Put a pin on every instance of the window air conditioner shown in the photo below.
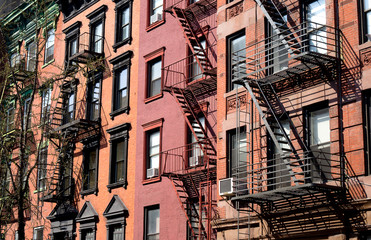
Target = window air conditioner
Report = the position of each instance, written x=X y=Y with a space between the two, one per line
x=226 y=187
x=156 y=17
x=152 y=172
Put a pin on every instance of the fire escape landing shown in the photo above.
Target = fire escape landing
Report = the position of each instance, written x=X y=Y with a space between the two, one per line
x=69 y=121
x=300 y=190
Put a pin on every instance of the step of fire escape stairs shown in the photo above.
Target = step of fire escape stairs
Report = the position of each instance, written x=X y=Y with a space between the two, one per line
x=272 y=11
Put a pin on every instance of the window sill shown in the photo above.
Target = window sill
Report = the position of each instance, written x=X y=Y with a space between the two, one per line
x=119 y=111
x=155 y=25
x=116 y=185
x=151 y=180
x=48 y=63
x=89 y=191
x=150 y=99
x=121 y=43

☆ ☆ ☆

◆ **EXERCISE AIM**
Transcribe all of the listing precisely. The images stay out of it.

◆ **EXERCISE ANSWER**
Put a pin on every instance of the window air conditioner shown in the photo below.
Target = window air conditioner
Report = the position of each instance, written x=X y=Y with a space between the two, one per line
x=226 y=187
x=156 y=17
x=152 y=172
Put a pin on every instance of the fire escape landing shown in the photo above.
Target = fire escape landing
Report = the position of each instance, written x=X y=Y with a space between the two, one per line
x=69 y=121
x=300 y=190
Put a pin on every instance of the step of fire escape stairs shown in the photo above.
Target = step of fire escape stairs
Report = the position of each instance, written x=X y=Y with a space between the two, one per line
x=272 y=11
Put a pin on every instance of the window sill shown in the photo above.
Target = window sill
Report = the position of each instance, written x=X y=Y with a space between the two, one per line
x=119 y=111
x=155 y=25
x=116 y=185
x=151 y=180
x=48 y=63
x=89 y=191
x=150 y=99
x=121 y=43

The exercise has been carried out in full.